● MATERIAL SUPPLIED
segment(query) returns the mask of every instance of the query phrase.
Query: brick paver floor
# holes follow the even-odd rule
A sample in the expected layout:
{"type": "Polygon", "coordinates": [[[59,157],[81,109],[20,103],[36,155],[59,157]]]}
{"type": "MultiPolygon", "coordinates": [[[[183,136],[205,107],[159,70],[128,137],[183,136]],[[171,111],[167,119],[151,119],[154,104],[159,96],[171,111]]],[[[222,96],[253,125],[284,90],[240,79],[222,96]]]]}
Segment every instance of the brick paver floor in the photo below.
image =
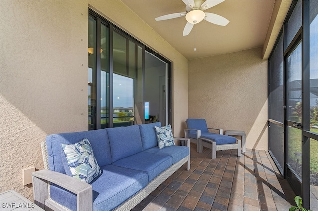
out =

● PROBLEM
Reproduce the material above with every occurrence of "brick paver floor" changed to "stone tile floor" and all other text left unchanged. Omit the pictures from your reproduction.

● EXERCISE RESPONSE
segment(query) returns the mask of every instance of the query phrase.
Query: stone tile floor
# holes follow the even-odd rule
A sample in the expected layout:
{"type": "Polygon", "coordinates": [[[59,157],[81,109],[20,103],[36,155],[59,157]]]}
{"type": "MultiPolygon", "coordinates": [[[[183,136],[205,107],[159,70],[128,137],[183,136]],[[171,111],[167,119],[151,119],[154,104],[159,96],[171,111]]],[[[222,96],[253,125],[284,90],[240,79],[222,96]]]]}
Segment every instance of the stone tile floor in the photo below.
image =
out =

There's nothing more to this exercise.